§ Document excerpt:
**********

Re: Distribute rados locks across several RGWs

Gregory Farnum <gfarnum@xxxxxxxxxx> · Fri, 2 Dec 2022 10:48:04 -0800

>From discussion on the PR and external conversations, I think the
simplest way to resolve this is that you actually can do a write and
return an error code; that mechanism is discussed at
https://github.com/ceph/ceph/pull/45958#discussion_r1038420098

But to explicate a bit on the rest of things:

On Fri, Dec 2, 2022 at 8:24 AM Casey Bodley <cbodley@xxxxxxxxxx> wrote:
>
> thanks Or and Greg!
>
> On Fri, Dec 2, 2022 at 1:36 AM Gregory Farnum <gfarnum@xxxxxxxxxx> wrote:
> >
> > On Thu, Dec 1, 2022 at 11:15 AM Or Friedmann <ofriedma@xxxxxxxxxx> wrote:
> >>
> >> Hi,
> >>
> >> Our team have been working on: https://github.com/ceph/ceph/pull/45958
> >> The main idea behind this solution is to allow several RGWs to fairly distribute locks for multisite syncing.
> >> The way the rgw will do it:
> >>
> >> Every RGW will create a vector of the size of the lock count used by the RGW, in every cell it will store as a value the index of the cell and call std::shuffle on the vector.
> >> Each time RGW tries to lock a lock it will call the lock and add a bid number which is vector[shard_id] and expiration time for the bid.

**********

Segmentation dataset excerpts
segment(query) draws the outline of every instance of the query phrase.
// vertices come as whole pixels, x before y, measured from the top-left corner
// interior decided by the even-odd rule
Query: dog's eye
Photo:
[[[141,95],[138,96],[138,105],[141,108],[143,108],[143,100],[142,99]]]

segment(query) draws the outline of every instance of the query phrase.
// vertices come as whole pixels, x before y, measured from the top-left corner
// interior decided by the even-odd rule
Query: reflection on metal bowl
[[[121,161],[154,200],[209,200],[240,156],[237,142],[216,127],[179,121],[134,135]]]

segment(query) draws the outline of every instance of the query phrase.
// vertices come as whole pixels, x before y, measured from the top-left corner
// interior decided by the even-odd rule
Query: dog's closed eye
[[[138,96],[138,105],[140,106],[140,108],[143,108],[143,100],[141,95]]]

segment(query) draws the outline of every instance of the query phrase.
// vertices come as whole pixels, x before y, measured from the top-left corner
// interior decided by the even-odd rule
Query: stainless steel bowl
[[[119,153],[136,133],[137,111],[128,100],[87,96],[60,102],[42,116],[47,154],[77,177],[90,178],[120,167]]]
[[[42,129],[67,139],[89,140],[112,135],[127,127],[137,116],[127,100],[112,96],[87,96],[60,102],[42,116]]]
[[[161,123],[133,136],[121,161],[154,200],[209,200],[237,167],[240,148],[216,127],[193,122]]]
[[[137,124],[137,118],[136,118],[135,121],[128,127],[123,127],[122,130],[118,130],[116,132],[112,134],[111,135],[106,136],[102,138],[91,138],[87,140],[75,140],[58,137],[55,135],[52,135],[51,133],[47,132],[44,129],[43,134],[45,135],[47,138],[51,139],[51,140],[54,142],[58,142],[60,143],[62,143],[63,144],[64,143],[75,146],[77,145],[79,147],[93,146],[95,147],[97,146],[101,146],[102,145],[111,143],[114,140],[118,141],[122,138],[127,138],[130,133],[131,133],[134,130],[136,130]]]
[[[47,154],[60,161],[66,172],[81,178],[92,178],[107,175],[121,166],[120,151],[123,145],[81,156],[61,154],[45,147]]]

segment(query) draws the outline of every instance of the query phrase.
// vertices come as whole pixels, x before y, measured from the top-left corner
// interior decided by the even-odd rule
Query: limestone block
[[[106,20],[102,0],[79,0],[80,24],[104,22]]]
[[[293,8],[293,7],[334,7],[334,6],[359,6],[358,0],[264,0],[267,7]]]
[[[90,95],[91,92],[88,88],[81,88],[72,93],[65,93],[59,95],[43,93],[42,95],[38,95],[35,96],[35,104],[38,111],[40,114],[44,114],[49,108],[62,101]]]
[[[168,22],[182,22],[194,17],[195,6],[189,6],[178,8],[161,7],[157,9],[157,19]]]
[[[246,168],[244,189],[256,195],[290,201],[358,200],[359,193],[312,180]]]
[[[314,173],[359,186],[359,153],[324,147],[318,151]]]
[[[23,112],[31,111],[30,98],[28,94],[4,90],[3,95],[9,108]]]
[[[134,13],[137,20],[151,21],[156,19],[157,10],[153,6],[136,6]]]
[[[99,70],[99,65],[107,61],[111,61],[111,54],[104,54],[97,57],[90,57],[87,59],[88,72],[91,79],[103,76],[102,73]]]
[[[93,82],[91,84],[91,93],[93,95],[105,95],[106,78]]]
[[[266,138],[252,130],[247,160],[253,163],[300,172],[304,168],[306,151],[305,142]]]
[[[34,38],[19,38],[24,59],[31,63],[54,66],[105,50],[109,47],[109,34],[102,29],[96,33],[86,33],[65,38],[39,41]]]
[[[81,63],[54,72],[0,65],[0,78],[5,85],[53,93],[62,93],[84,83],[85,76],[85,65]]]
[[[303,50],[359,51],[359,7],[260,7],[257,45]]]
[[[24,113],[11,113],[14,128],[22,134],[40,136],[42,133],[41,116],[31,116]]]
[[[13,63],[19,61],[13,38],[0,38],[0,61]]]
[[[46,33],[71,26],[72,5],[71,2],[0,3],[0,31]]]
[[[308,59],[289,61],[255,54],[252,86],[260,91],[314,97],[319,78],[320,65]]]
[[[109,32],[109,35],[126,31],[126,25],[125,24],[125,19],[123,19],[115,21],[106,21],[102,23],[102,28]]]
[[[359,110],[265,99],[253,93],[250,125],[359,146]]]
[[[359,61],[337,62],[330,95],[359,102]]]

**********

§ Work to complete:
[1] Using the thread about distributing RGW locks, decide whether each statement agrees with it. Answer yes or no for each, quoting the deciding words.
(a) The reply suggests that one simple resolution is to perform a write and also return an error code.
(b) Each RGW builds a vector whose size equals the number of RGWs taking part in multisite syncing.
(c) When an RGW tries to take a lock, it attaches a bid number along with an expiration time for that bid.
[2] Proceed with the thread about distributing RGW locks, starting right after its last line.

§ The responses:
[1]
(a) Yes: "you actually can do a write and return an error code"
(b) No: "a vector of the size of the lock count used by the RGW"
(c) Yes: "add a bid number which is vector[shard_id] and expiration time for the bid"

[2]
> >> Once the CLS_LOCK is called, the function should know which RGW has the lowest bid and the bid has not expired for the specific lock, if the RGW that called CLS_LOCK doesn't have the lowest bid it will fail(it will renew if it already acquired the lock) otherwise it will acquire the lock.
> >> Using this method allows the RGWs to share locks almost perfectly between each other so the work could be done by several RGWs.
> >>
> >> Currently, to maintain the bid mapping for all bidded locks, which means, for every lock know how many clients tried to lock and their non-expired bids, we use a static std::unordered_map and a static mutex inside lock_obj function, this is the current implementation, the reason for that is that generally we don't need the map to persistent between restarts or changing the Primary or the OSD, but between calls it should be persistent.
> >
> >
> > I’m sorry, are you saying you’re trying to keep object class state in the OSD’s memory across invocations of the class functions?
> >
> > You absolutely cannot do that. Some reasons: how is rgw supposed to detect when the state is lost? What guarantees your locking continues to work when it’s dropped?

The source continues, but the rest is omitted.